═════ Material ═════

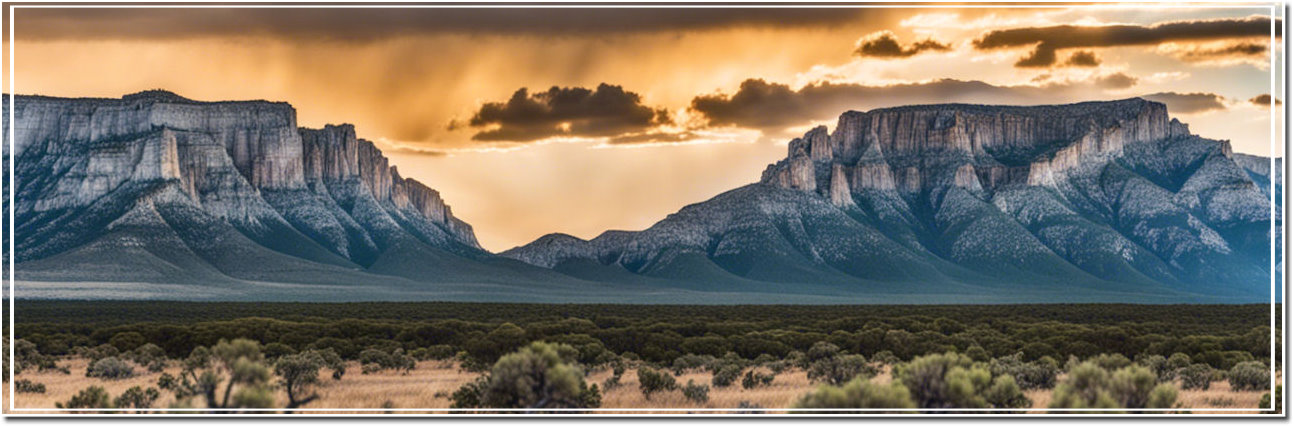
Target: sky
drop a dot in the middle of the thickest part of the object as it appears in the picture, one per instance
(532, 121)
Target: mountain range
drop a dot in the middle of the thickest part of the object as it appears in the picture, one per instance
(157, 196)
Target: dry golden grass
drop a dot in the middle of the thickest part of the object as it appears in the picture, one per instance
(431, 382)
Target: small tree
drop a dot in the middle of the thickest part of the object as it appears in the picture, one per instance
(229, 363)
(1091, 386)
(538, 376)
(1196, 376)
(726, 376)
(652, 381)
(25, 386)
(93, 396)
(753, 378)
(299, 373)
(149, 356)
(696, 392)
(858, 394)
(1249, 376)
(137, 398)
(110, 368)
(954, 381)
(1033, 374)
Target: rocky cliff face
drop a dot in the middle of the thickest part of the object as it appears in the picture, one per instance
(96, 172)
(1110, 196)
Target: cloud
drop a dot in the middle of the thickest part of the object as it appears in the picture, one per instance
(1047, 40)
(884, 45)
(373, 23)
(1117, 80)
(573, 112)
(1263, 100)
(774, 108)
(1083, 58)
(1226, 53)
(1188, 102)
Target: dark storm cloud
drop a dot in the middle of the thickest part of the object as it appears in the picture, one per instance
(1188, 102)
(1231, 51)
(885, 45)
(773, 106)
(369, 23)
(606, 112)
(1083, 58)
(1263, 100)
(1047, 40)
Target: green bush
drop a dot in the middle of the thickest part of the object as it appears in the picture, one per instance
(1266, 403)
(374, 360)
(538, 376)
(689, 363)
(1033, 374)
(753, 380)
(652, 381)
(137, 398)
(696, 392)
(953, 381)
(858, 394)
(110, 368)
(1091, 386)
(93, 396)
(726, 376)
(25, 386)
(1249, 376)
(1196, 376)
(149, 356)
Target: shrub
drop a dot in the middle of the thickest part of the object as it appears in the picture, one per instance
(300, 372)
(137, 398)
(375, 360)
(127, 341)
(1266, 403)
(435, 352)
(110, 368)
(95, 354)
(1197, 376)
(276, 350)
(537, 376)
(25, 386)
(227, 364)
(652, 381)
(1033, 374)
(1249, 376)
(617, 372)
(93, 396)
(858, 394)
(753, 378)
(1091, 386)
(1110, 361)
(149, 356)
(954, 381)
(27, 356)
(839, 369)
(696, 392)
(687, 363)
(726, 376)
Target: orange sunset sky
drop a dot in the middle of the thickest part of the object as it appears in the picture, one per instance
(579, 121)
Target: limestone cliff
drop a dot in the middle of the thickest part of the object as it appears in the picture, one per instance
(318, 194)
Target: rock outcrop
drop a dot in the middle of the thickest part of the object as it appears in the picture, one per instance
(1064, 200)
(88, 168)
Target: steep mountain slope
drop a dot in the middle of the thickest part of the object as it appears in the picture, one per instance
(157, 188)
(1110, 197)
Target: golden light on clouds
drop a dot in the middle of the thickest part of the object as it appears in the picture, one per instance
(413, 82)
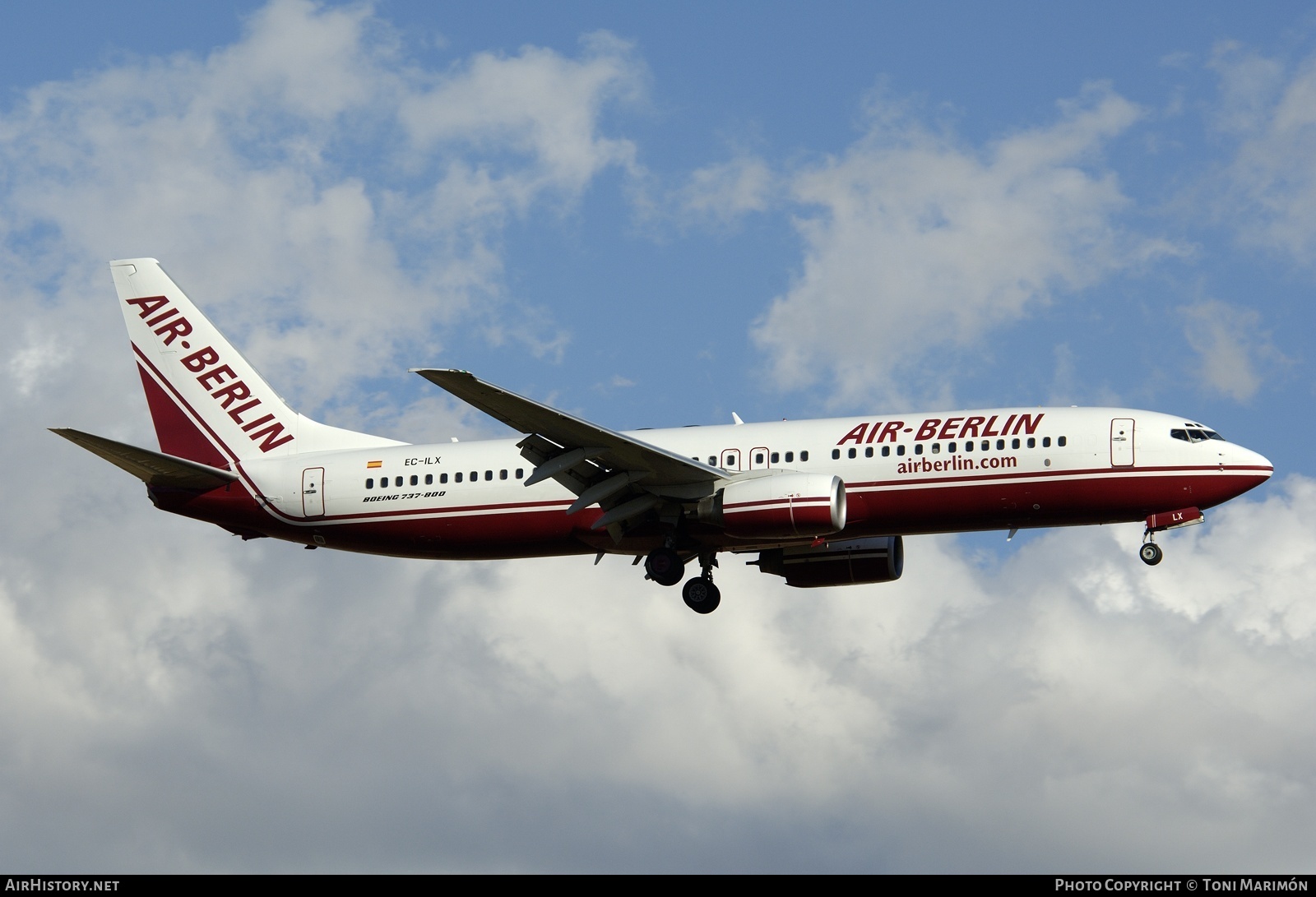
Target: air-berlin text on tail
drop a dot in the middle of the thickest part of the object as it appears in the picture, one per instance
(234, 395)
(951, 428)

═════

* **Task prompt**: Swap "dot" for "marker" everywhere in the entries above and write them out again with nothing else changed. Leave the pictures out.

* **In response**:
Target: sky
drop a marker in the middle of the thickest part of the object as it appears in the picture, one per instance
(532, 121)
Target: mountain range
drop a marker in the middle of the thickest part of the object as it appears in the picture, one per instance
(157, 196)
Target: dry golden grass
drop a marker in the middle of the thickest part of the object as it appears in the picture, one per instance
(431, 382)
Target: small tree
drop a marker in the middle of the thickest part of the object as it appears in the picture, one per instance
(229, 363)
(1091, 386)
(538, 376)
(1196, 376)
(726, 376)
(652, 381)
(25, 386)
(93, 396)
(753, 378)
(299, 373)
(149, 356)
(696, 392)
(858, 394)
(1249, 376)
(137, 398)
(110, 368)
(954, 381)
(1033, 374)
Target: rocky cliff face
drop a marker in the middle of the thickest part of the object as it appears in the picture, one per instance
(96, 172)
(1110, 196)
Target: cloud
drop a marker in the middle of the thickest part of the object as it appears in the picture, one per instance
(1047, 40)
(884, 45)
(373, 23)
(1117, 80)
(573, 112)
(1263, 100)
(774, 108)
(1083, 58)
(1226, 53)
(1188, 102)
Target: dark storm cloud
drop a marker in the middle of the thickest part of the object as it appears in the picture, one per instance
(1188, 102)
(1231, 51)
(885, 45)
(773, 106)
(369, 23)
(606, 112)
(1083, 58)
(1263, 100)
(1047, 40)
Target: green bush
drop a marker in the middle of the thickest part of the object as it appears in the picture, one per instance
(1266, 403)
(374, 360)
(538, 376)
(689, 363)
(1033, 374)
(753, 380)
(652, 381)
(137, 398)
(696, 392)
(953, 381)
(858, 394)
(110, 368)
(1091, 386)
(93, 396)
(726, 376)
(25, 386)
(1249, 376)
(1196, 376)
(149, 356)
Target: shrub
drop a marker in the middle of the thickest part of the object as it appears in the picture, one per instance
(300, 372)
(137, 398)
(375, 360)
(127, 341)
(1266, 403)
(435, 352)
(110, 368)
(95, 354)
(1197, 376)
(276, 350)
(537, 376)
(25, 386)
(227, 364)
(652, 381)
(1033, 374)
(1249, 376)
(617, 372)
(93, 396)
(858, 394)
(753, 378)
(1091, 386)
(1110, 361)
(149, 356)
(954, 381)
(27, 356)
(839, 369)
(696, 392)
(687, 363)
(726, 376)
Target: orange sunset sky
drop a marker in the middle of the thickest part of the object as it appears in the picture, one per instance
(579, 121)
Target: limestone cliff
drop a marker in the middle of the thickest part of the object as it appears in the picture, one per instance
(318, 194)
Target: rock outcrop
drop a marker in the middle of the thickest part of the object as it appears in the picture, one per instance
(1064, 200)
(88, 168)
Target: steep mountain slope
drop a marker in the middle of the thickest part of the object as it appears in the picture, one per instance
(157, 188)
(1110, 197)
Target: golden light on clouds
drop a marker in the middle of the thickest part of the object as it appears in the picture, one per instance
(413, 82)
Target: air-berlin text on tail
drop a marker in the middle of the thickest part of the object as it appears in the picture, one per instance
(234, 395)
(951, 428)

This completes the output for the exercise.